▶ _REQUEST_
List every line in the data below that contains the string "xmin", copying each one in full. Match case exactly.

▶ _EXERCISE INPUT_

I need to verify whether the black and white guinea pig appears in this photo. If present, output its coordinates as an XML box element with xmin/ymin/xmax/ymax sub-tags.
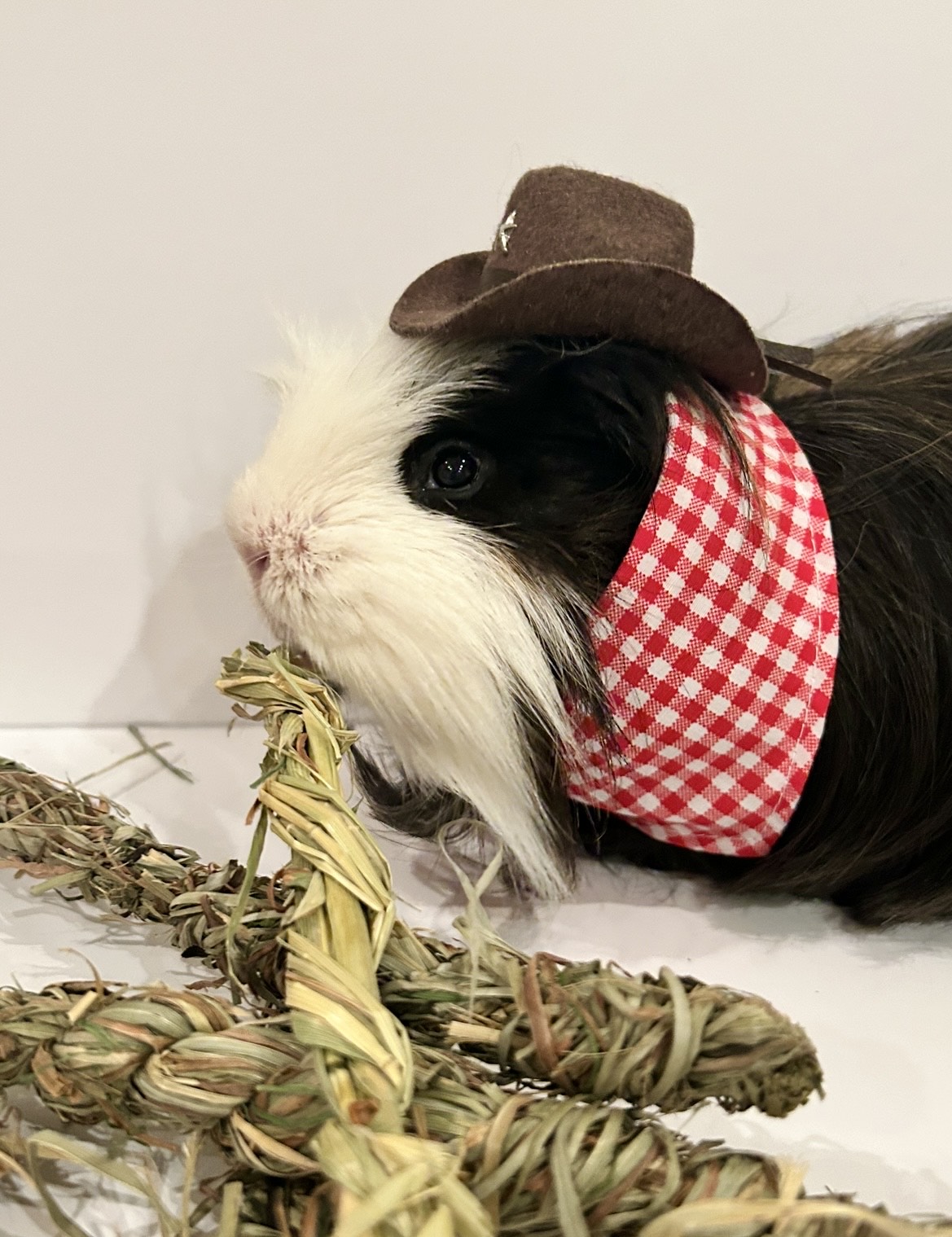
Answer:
---
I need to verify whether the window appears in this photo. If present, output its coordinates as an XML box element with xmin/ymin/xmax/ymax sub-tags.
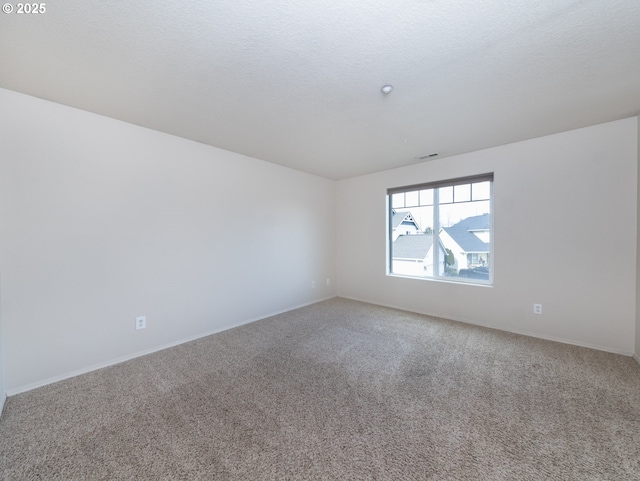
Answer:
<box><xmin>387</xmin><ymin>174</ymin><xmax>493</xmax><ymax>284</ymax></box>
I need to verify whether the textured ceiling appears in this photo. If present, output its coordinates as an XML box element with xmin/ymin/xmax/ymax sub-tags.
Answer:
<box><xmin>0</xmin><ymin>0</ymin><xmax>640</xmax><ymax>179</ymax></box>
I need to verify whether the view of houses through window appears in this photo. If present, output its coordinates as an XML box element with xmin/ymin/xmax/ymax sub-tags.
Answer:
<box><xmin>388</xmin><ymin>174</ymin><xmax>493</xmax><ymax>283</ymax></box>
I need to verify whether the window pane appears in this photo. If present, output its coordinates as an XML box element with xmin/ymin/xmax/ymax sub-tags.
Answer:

▶ _SOLUTION_
I need to verify whether the black and white guinea pig appears in this photo. If present, output its coordinates as an XML box element with xmin/ymin/xmax/ymax sub-tags.
I need to verify whether the window appears in this photo. If present, output its coordinates as an XML box element with xmin/ymin/xmax/ymax sub-tags.
<box><xmin>387</xmin><ymin>174</ymin><xmax>493</xmax><ymax>284</ymax></box>
I need to verify whether the textured ceiling appears in this photo. If present, output its coordinates as an XML box element with xmin/ymin/xmax/ymax sub-tags.
<box><xmin>0</xmin><ymin>0</ymin><xmax>640</xmax><ymax>179</ymax></box>
I need to verify whether the view of houses through window appears in this photo. If present, output its coordinates as an XML box element with xmin/ymin/xmax/ymax sub-tags.
<box><xmin>388</xmin><ymin>174</ymin><xmax>493</xmax><ymax>283</ymax></box>
I need to verify whether the window pane appears in this photo. If present, output its coordinates as an XML box element with xmin/ymin/xmax/ymax sub-tags.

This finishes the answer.